Point-per-instance localization data
□ □ □ □ □

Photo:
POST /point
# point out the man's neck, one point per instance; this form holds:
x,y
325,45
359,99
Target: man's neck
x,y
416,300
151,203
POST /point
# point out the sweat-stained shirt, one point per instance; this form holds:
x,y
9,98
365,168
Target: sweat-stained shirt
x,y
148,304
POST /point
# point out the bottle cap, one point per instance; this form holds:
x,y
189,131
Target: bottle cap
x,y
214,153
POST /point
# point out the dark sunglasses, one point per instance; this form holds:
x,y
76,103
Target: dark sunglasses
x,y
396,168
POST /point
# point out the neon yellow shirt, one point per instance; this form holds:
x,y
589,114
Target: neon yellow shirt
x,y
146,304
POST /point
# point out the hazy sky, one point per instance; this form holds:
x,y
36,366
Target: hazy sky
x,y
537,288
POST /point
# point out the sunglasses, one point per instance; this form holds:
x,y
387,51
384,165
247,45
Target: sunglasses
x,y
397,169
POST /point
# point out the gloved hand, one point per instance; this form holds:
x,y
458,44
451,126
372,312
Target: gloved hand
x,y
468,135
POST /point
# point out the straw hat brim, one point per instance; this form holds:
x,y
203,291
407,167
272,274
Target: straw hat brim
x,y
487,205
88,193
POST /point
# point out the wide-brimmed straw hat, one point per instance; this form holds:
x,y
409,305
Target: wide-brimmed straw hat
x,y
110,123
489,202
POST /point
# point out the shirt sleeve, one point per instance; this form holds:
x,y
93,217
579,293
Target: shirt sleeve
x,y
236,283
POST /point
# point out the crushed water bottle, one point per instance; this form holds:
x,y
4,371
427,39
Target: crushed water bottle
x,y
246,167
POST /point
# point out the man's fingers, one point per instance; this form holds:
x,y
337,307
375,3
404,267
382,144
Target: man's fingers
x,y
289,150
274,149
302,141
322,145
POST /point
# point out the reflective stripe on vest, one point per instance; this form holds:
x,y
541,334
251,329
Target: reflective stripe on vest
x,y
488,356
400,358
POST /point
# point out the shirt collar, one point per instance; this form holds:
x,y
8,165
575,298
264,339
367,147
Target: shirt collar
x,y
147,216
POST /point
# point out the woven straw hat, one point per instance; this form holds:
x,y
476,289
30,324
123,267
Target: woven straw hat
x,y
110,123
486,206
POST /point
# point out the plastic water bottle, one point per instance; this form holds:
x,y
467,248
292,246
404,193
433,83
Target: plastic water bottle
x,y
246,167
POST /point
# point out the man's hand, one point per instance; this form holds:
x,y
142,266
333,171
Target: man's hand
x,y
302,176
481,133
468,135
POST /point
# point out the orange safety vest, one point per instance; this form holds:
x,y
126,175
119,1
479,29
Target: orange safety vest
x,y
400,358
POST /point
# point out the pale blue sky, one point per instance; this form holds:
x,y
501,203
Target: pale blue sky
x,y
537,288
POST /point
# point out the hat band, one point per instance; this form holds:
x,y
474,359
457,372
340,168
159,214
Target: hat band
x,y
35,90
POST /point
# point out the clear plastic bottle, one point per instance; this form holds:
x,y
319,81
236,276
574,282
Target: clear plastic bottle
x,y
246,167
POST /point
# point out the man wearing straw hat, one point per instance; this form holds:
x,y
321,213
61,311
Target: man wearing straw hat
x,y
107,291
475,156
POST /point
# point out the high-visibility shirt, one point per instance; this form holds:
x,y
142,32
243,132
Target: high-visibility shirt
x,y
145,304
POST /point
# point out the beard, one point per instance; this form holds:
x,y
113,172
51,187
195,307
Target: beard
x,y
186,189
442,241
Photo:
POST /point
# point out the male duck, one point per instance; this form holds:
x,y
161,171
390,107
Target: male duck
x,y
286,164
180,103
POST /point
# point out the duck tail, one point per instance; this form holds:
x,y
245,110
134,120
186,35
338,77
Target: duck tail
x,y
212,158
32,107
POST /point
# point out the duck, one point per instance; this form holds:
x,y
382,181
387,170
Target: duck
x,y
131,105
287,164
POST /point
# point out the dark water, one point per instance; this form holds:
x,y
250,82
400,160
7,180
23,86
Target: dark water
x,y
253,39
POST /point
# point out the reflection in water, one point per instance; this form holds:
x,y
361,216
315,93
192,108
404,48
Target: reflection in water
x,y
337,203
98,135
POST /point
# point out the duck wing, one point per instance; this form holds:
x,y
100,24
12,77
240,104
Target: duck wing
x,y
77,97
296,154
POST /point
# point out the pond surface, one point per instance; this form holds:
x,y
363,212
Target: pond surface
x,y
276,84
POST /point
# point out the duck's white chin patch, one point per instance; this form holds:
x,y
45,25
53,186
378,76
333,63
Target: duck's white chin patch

□ □ □ □ □

• _What is needed_:
Pull every line with the word "white" from the data.

• _Completed exercise_:
# point out the duck's white chin patch, one point per instance; this form holds:
Target: duck's white chin patch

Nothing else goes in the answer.